**Data for this exercise**
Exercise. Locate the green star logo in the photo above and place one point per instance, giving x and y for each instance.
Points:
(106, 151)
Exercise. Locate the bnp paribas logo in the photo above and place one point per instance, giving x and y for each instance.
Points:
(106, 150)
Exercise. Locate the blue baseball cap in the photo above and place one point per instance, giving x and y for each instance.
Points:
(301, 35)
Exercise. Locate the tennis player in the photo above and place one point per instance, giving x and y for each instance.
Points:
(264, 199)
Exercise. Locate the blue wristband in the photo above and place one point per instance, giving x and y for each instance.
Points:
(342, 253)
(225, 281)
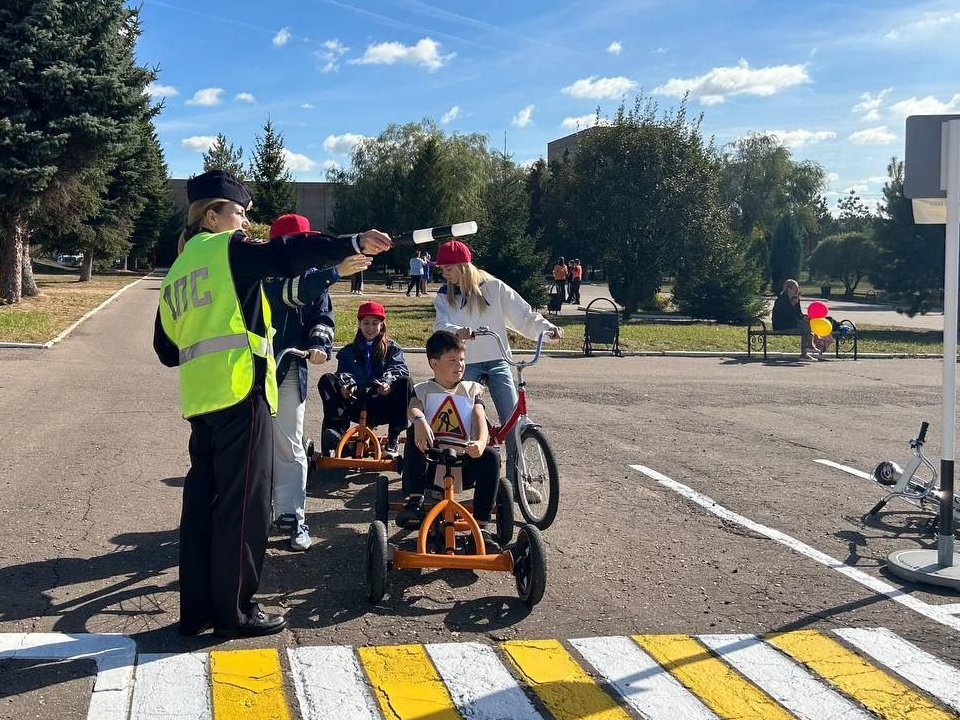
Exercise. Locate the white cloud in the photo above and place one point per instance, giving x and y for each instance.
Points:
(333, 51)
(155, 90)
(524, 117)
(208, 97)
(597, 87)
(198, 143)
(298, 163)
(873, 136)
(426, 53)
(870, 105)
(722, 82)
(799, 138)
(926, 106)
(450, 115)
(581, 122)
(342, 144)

---

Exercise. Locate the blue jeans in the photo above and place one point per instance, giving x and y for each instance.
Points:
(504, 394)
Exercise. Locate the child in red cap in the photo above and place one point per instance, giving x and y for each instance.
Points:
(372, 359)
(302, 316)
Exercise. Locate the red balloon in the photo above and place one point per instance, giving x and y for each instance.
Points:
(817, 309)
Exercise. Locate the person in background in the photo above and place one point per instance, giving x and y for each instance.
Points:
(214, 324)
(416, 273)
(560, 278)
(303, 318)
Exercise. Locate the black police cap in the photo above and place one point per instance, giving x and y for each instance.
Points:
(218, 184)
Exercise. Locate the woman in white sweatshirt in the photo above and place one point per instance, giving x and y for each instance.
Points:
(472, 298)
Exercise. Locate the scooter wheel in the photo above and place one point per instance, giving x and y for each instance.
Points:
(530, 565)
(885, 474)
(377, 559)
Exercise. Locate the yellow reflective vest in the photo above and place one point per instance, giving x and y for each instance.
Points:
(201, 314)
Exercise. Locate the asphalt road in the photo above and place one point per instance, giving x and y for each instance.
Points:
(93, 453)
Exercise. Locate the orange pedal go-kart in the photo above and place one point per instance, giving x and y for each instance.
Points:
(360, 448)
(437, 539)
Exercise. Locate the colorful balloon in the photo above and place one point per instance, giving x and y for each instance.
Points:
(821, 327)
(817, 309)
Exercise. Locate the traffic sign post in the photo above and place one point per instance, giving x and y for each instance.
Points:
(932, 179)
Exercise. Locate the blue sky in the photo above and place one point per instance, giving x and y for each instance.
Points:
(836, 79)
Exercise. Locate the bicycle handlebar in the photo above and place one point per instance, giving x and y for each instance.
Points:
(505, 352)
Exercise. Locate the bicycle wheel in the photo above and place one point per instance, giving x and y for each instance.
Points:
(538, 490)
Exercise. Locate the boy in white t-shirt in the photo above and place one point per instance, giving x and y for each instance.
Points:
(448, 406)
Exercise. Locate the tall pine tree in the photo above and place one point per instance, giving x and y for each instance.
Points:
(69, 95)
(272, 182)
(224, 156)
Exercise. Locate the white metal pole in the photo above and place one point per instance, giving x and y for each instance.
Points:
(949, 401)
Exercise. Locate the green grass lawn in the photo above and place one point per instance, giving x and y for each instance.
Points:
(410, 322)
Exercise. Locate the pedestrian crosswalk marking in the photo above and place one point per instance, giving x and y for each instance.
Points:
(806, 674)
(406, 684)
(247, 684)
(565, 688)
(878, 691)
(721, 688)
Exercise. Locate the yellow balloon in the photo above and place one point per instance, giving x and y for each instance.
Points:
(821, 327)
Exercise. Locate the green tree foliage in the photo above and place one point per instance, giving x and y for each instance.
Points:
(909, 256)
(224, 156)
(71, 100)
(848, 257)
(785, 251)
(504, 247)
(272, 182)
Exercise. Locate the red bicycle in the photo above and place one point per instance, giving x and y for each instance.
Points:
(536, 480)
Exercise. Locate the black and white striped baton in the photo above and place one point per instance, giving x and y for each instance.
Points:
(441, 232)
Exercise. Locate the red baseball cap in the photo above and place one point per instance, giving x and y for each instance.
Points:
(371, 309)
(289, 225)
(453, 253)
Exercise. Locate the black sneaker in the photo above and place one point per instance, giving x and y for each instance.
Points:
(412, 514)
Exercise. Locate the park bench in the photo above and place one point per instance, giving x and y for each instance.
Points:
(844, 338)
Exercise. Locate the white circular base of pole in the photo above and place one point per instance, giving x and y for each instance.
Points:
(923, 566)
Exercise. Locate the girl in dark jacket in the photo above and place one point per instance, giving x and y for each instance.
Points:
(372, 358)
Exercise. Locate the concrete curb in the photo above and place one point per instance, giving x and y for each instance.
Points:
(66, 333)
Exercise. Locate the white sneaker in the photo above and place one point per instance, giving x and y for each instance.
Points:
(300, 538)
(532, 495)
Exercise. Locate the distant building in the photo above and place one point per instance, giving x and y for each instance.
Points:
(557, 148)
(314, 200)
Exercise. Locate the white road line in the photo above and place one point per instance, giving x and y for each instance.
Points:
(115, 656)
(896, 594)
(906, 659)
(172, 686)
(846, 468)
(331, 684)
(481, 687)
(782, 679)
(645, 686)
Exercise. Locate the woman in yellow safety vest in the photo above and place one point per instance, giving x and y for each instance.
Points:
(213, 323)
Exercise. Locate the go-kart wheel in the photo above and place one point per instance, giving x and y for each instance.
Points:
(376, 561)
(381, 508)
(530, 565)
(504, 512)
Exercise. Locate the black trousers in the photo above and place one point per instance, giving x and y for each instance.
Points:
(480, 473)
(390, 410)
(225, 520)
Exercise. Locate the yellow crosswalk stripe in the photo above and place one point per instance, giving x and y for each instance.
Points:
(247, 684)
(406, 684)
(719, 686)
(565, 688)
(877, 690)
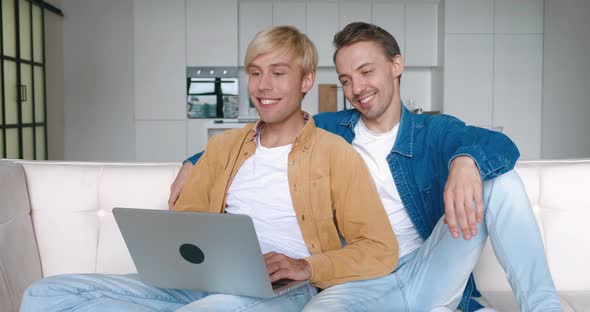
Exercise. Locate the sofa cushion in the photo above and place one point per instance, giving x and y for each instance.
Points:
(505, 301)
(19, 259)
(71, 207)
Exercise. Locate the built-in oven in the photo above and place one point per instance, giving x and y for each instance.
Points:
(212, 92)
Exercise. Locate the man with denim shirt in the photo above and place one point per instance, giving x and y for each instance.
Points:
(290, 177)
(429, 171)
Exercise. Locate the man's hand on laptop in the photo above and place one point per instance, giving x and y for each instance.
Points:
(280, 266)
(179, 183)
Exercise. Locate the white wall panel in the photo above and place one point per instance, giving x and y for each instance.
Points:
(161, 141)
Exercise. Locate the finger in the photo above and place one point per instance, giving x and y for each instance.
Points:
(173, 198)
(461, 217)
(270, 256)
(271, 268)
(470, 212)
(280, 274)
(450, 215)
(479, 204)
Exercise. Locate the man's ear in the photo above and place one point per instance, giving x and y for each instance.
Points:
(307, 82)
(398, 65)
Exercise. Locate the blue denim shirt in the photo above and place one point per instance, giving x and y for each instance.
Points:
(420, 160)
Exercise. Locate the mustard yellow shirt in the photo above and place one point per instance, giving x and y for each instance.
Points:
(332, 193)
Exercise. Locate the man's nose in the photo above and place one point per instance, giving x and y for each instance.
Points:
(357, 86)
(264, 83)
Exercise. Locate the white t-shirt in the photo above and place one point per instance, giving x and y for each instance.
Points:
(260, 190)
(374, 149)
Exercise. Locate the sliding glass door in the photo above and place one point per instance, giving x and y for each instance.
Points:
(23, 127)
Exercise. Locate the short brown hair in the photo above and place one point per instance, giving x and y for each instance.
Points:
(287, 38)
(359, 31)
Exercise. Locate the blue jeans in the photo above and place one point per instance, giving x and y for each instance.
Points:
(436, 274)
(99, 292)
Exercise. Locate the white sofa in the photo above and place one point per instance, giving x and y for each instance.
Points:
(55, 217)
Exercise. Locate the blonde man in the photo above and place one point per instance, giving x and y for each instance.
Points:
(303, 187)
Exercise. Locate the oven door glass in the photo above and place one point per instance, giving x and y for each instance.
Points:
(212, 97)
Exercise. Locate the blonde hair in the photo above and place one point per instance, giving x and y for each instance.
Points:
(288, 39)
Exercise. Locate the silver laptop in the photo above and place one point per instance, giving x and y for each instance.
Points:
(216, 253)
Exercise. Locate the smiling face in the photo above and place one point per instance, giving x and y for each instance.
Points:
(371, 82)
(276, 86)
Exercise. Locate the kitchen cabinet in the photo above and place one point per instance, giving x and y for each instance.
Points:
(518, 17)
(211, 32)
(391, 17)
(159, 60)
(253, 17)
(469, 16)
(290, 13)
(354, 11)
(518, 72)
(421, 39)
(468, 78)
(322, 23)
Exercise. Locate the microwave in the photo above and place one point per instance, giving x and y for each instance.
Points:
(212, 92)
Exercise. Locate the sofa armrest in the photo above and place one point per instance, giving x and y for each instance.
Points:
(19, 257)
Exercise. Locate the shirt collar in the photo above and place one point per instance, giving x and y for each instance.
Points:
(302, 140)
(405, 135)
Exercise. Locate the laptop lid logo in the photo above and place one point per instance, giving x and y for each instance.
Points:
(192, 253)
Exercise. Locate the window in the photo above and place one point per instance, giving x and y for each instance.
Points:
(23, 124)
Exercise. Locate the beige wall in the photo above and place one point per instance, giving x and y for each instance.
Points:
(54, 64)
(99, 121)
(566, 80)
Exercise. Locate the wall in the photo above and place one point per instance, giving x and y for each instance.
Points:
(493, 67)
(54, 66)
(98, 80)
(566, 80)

---

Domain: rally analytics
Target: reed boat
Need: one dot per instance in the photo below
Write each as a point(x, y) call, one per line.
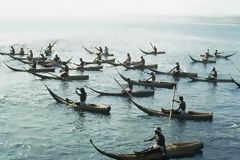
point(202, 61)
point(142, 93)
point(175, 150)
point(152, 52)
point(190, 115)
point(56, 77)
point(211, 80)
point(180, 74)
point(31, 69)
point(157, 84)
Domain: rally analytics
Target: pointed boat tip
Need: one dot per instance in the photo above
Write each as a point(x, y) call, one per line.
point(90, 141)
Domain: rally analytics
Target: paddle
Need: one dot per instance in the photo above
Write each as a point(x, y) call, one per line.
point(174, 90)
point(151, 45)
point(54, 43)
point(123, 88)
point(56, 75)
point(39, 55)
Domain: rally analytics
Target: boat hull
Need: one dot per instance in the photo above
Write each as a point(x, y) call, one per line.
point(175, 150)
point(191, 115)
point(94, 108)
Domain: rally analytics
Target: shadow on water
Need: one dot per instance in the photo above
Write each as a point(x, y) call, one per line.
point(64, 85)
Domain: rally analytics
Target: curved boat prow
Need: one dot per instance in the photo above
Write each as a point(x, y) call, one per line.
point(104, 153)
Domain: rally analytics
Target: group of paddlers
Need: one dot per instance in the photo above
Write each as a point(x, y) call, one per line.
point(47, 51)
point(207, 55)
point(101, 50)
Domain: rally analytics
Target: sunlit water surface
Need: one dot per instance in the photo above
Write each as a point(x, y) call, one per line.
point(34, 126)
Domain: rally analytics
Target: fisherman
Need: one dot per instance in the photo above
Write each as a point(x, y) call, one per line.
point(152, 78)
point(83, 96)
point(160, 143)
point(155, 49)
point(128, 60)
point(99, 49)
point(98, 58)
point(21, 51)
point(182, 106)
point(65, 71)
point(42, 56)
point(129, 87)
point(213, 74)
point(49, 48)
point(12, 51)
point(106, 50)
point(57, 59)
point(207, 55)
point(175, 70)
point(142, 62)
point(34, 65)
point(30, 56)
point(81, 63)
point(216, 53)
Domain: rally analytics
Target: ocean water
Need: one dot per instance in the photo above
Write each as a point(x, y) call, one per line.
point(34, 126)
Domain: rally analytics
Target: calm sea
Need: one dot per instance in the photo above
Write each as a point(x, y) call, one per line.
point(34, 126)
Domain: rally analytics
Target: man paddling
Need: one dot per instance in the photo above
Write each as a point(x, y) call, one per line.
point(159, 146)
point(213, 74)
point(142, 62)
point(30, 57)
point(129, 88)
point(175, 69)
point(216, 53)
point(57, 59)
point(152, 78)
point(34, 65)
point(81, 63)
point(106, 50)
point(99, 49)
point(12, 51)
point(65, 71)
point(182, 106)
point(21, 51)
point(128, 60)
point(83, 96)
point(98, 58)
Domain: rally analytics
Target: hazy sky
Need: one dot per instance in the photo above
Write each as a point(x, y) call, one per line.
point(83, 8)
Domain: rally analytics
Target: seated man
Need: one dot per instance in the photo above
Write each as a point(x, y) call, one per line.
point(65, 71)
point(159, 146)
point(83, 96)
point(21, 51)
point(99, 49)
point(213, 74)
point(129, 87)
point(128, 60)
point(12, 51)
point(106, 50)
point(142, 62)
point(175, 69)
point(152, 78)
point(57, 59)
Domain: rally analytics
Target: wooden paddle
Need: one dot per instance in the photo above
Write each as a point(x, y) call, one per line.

**Task instructions**
Lines above with "balloon" in them are the ones to copy.

**Task solution**
Exercise. Locate the red balloon in the photo above and place one point per instance, giving x and y for each instance.
Exercise. Locate the colorful balloon in the photo above and place one point per instance, giving x and y for each instance.
Exercise. Locate the yellow balloon in the photo above and place one point per instance, giving x and y for each instance.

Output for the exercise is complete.